→ **Ausgewählter Auszug**
★ ★ ★ ★ ★ ★ ★
Russland – das freieste Land der Welt

(Foto: © Roman Gherman)
(Foto: © Roman Gherman)

Viele Deutsche verbinden Russland mit Korruption und Verboten. Nach  Meinung vieler Einheimischer ist es jedoch ein Ort der Freiheit.

von Roman Gherman

Moskau ist eine sehr schnelllebige Stadt – chaotisch, spannend, aber auch brutal und ignorant zugleich. Zur Rush Hour fahren die U-Bahnen im 90-Sekunden-Takt. Doch die Unmengen von Menschen weg zu transportieren, ist kaum zu schaffen – manchmal sind die Züge so voll, dass die Türen kaum schließen können. Russland ist ein Land der Widersprüche. Ich habe russische Wurzeln; ich verstehe die Sprache, kenne die Kultur und mir fällt es nicht schwer, mich mit den Leuten zu unterhalten. Ich fragte mich schon immer, ob ich dieses Land wirklich verstehe, aber seit ich in Moskau lebe, lässt mir diese Frage keine Ruhe mehr.
Was für den Russen gut ist, ist für den Deutschen der Tod, lautet ein russisches Sprichwort. Der Einfluss der deutschen Sprache ist beeindruckend. Vor Kurzem ist mir klar geworden, dass deutsche Worte, die ihren Eingang in die russische Sprache fanden, alle etwas gemeinhaben: Schlagbaum, Buchhalter, Strafe, Sanktion, Büro, Führer… Man könnte meinen, Deutschland habe in Russland ein sehr negatives Image, doch ganz im Gegenteil: Deutschland wird von den Russen bewundert.
★ ★ ★ ★ ★ ★ ★
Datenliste
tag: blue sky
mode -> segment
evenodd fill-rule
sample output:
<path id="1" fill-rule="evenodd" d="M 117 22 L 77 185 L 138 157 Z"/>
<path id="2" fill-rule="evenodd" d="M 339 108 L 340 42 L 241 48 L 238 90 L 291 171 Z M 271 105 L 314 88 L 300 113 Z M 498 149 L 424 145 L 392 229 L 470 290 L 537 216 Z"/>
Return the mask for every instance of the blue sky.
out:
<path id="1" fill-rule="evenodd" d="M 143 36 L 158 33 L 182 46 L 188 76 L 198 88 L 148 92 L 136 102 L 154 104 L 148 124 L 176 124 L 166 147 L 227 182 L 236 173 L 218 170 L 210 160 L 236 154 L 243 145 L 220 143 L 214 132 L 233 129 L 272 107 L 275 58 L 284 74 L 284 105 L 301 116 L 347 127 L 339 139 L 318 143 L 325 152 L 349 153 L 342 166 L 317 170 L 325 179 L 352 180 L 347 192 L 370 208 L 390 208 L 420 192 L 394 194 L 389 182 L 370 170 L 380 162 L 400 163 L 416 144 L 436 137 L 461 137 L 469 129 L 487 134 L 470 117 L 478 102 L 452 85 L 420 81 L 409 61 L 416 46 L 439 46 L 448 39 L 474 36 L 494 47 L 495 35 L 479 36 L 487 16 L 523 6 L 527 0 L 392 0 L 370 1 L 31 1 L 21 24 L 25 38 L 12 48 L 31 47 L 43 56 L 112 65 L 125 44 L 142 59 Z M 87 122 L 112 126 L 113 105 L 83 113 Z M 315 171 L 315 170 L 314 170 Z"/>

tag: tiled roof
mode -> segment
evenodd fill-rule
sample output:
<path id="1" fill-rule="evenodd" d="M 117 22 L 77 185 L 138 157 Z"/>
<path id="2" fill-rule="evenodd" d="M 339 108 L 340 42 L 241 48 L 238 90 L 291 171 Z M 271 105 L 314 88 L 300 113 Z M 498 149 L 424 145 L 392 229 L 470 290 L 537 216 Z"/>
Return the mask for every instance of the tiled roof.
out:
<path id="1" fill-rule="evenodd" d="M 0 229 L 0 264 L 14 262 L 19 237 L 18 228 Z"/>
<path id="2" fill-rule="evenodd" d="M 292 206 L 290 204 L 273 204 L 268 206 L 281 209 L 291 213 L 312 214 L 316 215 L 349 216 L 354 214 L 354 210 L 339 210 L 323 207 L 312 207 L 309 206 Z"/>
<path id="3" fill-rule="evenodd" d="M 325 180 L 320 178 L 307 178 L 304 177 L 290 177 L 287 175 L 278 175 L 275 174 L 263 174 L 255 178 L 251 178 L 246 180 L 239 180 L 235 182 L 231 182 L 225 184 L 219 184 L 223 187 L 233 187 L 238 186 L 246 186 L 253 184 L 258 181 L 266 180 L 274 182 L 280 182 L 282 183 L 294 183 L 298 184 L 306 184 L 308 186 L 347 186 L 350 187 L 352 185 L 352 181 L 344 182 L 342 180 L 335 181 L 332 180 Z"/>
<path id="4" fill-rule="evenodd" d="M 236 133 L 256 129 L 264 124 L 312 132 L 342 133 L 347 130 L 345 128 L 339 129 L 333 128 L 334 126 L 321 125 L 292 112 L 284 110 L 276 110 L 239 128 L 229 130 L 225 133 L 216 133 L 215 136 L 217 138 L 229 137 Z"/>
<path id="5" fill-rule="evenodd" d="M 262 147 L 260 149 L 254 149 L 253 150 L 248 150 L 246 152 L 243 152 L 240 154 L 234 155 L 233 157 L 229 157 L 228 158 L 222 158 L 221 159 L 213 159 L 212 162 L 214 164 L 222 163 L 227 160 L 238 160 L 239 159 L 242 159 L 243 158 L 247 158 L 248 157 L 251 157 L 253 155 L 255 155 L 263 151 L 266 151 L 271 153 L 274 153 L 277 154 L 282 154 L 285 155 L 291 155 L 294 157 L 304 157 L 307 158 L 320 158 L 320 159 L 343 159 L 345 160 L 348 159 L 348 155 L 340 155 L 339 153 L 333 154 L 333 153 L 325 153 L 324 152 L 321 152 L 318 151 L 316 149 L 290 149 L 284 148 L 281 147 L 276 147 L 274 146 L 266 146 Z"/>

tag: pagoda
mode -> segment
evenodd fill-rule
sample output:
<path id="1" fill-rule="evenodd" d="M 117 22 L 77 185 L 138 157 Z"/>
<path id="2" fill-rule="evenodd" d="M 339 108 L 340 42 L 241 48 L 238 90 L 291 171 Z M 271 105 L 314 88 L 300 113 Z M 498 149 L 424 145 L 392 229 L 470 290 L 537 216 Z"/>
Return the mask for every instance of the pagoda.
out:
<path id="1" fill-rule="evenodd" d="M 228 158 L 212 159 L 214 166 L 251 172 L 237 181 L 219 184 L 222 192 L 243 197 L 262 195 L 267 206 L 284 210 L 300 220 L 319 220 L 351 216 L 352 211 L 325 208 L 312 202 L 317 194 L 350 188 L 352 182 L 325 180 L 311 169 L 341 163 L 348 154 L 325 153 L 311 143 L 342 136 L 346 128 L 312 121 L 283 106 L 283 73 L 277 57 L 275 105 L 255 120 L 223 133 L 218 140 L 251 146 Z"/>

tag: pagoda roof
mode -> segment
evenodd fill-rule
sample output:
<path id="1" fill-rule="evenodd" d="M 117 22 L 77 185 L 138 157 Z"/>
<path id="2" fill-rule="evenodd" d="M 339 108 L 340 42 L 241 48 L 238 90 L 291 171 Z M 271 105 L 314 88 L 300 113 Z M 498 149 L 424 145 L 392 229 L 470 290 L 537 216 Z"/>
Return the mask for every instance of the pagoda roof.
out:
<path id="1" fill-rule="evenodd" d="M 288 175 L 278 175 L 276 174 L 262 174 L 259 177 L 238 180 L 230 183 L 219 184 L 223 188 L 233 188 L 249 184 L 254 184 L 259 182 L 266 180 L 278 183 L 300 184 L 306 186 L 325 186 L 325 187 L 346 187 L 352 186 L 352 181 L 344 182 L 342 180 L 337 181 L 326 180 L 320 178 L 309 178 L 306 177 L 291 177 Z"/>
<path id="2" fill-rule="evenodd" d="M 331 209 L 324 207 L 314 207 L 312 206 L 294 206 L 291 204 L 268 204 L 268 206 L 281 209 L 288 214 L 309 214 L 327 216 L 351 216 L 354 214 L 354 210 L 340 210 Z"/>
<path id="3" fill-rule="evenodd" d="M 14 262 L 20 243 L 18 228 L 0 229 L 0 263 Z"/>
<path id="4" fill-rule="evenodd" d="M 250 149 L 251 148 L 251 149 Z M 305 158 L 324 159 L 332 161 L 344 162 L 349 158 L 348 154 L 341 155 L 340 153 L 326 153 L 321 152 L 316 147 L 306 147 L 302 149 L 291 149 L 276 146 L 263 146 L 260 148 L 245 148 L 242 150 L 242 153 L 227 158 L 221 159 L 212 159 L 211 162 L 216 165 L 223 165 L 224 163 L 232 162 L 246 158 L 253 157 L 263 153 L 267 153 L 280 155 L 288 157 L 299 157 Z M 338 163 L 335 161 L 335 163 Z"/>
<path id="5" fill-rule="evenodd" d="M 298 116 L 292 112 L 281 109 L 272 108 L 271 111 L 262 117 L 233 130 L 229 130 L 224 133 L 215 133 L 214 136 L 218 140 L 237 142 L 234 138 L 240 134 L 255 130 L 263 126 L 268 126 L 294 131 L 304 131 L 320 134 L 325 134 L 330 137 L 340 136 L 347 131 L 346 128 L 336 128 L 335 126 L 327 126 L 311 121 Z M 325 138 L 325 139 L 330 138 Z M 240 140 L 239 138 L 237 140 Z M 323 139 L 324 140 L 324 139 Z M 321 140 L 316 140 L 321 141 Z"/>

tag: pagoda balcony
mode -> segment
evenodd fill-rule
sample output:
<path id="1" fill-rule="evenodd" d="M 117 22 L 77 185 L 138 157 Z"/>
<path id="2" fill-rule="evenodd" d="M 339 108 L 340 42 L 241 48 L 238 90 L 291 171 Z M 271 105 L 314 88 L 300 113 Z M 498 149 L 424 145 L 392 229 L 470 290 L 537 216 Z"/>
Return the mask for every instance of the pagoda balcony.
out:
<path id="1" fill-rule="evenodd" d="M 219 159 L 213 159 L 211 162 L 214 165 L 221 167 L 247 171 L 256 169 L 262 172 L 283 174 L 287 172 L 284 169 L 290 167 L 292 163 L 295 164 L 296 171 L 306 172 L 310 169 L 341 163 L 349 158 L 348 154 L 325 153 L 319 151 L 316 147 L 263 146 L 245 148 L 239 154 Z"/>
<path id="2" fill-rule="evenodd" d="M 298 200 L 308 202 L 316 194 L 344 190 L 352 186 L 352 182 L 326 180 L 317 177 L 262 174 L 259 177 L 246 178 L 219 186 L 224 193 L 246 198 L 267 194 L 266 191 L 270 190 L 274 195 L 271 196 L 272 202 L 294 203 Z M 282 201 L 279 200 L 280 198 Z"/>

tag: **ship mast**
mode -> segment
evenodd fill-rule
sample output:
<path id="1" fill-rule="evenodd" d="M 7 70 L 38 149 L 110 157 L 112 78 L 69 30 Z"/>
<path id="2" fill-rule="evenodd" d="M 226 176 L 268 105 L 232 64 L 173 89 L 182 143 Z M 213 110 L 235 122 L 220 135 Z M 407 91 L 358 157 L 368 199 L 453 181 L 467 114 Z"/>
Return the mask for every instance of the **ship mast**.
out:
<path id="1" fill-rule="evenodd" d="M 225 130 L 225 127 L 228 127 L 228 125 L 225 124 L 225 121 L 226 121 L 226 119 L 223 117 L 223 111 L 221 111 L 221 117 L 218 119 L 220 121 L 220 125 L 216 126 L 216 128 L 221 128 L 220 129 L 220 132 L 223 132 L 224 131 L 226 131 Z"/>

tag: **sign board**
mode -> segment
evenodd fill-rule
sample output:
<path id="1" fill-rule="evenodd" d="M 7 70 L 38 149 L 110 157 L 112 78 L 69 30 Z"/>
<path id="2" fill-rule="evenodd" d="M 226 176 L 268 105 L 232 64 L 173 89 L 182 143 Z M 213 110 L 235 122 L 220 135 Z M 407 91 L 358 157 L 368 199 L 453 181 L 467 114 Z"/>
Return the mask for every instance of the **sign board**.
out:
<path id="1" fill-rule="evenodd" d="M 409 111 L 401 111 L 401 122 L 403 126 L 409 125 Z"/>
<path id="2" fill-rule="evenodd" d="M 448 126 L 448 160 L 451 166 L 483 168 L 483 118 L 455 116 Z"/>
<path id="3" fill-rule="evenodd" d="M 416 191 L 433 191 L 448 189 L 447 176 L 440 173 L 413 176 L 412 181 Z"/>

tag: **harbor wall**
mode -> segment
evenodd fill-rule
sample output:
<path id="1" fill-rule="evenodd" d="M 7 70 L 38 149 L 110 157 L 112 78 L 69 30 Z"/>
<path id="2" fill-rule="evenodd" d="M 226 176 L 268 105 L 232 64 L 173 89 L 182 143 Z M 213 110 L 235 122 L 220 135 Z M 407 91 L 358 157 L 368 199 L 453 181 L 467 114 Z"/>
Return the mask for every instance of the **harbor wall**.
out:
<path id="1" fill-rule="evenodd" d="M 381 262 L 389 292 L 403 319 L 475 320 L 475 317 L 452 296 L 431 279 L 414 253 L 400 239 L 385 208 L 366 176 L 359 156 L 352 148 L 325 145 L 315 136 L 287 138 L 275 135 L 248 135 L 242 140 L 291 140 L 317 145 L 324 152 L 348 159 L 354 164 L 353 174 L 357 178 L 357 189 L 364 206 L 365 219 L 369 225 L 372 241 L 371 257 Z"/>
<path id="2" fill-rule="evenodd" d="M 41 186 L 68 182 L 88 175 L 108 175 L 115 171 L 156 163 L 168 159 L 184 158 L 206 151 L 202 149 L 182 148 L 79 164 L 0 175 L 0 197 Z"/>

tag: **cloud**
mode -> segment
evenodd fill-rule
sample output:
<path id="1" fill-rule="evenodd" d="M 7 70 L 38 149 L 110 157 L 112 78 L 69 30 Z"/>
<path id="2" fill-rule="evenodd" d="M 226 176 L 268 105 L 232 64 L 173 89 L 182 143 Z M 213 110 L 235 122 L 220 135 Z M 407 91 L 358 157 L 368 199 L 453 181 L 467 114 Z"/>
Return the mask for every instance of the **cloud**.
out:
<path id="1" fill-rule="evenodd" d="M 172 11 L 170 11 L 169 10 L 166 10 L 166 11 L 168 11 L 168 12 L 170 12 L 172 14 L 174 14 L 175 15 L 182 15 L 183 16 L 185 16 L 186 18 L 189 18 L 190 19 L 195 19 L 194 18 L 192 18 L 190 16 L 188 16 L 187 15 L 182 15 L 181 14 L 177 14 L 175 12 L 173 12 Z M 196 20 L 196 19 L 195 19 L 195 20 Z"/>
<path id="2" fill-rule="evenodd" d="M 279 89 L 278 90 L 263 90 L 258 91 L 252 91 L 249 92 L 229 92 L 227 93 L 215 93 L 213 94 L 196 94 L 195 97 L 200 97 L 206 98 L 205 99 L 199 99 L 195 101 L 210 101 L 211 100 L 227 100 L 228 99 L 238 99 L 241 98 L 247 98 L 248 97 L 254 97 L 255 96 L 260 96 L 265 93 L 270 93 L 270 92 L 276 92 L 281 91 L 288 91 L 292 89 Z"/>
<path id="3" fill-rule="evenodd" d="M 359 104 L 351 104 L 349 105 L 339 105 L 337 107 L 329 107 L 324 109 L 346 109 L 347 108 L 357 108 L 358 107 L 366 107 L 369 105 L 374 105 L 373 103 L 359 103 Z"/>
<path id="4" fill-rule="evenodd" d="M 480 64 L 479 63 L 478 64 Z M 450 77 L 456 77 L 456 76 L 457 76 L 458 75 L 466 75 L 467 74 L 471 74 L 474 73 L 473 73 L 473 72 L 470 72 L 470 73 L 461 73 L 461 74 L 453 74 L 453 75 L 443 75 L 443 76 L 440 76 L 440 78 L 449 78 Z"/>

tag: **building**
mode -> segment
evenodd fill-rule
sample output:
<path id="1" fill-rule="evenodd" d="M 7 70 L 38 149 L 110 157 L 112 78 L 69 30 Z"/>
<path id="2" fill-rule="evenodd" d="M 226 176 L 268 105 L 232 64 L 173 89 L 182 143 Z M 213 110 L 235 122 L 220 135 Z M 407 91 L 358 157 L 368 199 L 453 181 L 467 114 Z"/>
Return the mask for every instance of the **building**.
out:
★ ★ ★ ★ ★ ★ ★
→ **Aufgabe 1**
Fass den Auszug über Russland in zwei Sätzen zusammen.
→ **Aufgabe 2**
In welchem Takt fahren die Moskauer U-Bahnen laut dem Auszug über Russland zur Rush Hour?

→ **Erwartete Antwort 1**
Viele Deutsche verbinden Russland mit Korruption und Verboten, viele Einheimische sehen darin aber einen Ort der Freiheit, und Moskau wird als schnelllebige, chaotische Stadt mit überfüllten U-Bahnen beschrieben. Deutsche Wörter, die ins Russische eingegangen sind, etwa Schlagbaum, Strafe oder Büro, haben etwas gemeinsam, doch Deutschland wird von den Russen bewundert.

→ **Erwartete Antwort 2**
Im 90-Sekunden-Takt.